### Passage
- - -

In her native country, HIV/ Aids related deaths are a major problem. Which unfortunately is due to the culture of not having yearly physicals as a routine.

When people usually do go to the doctor/ hospital with symptoms, its already advanced and death is within 5 years.

What culture? Where?
 
Another case is interesting but kind of besides to the point when we actually have the tools now to eradicate HIV inside the US within a generation or two as it is. We've simply decided not to do that.
 
Another case is interesting but kind of besides to the point when we actually have the tools now to eradicate HIV inside the US within a generation or two as it is. We've simply decided not to do that.
Citation Please.
 
Citation Please.

We have rapid testing, effective retroviral therapy, and pre exposure medication. The failure to fully and comprehensively utilize these tools is a policy decision. As is the prohibition on supervised injection sites and needle exchanges (still in place in some states) to dramatically reduce iv drug user rates and get them into testing/treatment regimes.

We're making choices to sustain the disease.
 
We have rapid testing, effective retroviral therapy, and pre exposure medication. The failure to fully and comprehensively utilize these tools is a policy decision. As is the prohibition on supervised injection sites and needle exchanges (still in place in some states) to dramatically reduce iv drug user rates and get them into testing/treatment regimes.

We're making choices to sustain the disease.
Yeah we should be using Public Health measure that have been shown to work.

- - -

(Saved entries)
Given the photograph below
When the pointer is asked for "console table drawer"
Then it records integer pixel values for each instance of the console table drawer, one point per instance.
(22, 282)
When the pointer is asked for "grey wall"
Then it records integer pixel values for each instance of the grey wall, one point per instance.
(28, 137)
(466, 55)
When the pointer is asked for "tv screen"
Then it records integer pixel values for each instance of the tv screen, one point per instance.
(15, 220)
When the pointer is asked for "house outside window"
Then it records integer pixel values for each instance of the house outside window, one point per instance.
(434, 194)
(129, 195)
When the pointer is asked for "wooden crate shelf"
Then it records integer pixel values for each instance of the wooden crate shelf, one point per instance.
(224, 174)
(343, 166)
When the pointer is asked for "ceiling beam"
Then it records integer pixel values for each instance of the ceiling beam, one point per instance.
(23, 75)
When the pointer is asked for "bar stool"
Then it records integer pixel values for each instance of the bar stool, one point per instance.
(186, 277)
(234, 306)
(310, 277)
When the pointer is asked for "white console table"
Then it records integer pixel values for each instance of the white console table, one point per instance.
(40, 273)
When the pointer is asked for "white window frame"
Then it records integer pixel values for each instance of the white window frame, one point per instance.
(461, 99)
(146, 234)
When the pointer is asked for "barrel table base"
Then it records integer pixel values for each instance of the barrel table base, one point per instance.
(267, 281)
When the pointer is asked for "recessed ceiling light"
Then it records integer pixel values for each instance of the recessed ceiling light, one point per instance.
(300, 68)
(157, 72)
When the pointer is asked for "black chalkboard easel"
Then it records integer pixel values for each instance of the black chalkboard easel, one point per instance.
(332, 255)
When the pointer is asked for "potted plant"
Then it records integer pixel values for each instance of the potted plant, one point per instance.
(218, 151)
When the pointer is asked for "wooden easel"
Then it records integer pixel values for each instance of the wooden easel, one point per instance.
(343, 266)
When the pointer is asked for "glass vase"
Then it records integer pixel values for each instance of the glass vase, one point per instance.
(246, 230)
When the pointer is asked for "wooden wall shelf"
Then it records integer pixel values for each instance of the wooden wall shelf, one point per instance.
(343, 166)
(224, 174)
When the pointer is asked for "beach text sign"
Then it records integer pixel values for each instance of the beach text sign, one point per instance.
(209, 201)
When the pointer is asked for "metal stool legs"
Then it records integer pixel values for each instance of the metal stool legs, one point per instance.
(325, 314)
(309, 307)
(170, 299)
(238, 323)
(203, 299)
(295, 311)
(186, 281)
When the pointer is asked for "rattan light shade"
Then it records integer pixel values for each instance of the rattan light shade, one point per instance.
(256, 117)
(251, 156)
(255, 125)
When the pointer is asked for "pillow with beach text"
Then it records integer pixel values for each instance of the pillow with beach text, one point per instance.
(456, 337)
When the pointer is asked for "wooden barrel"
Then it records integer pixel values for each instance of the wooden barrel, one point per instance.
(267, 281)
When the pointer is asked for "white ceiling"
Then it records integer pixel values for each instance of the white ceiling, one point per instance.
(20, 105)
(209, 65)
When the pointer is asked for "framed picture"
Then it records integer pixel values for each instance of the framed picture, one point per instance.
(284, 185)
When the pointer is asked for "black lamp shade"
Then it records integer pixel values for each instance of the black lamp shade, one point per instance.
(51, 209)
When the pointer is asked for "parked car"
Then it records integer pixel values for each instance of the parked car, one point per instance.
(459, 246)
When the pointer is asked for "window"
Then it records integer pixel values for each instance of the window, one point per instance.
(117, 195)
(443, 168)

- - -

### Exercise tasks
[A] In the HIV discussion, what reason does the first post give for HIV/AIDS deaths being a major problem in the country it mentions?
[B] Repeat part of the HIV discussion word for word: begin at the words that have "In her native" and stop after "within 5 years.".

### Responses by item number
[A] It blames a culture where yearly physicals are not routine. People usually go to the doctor or hospital only once they have symptoms, when the disease is already advanced and death comes within 5 years.

[B]
In her native country, HIV/ Aids related deaths are a major problem. Which unfortunately is due to the culture of not having yearly physicals as a routine.

When people usually do go to the doctor/ hospital with symptoms, its already advanced and death is within 5 years.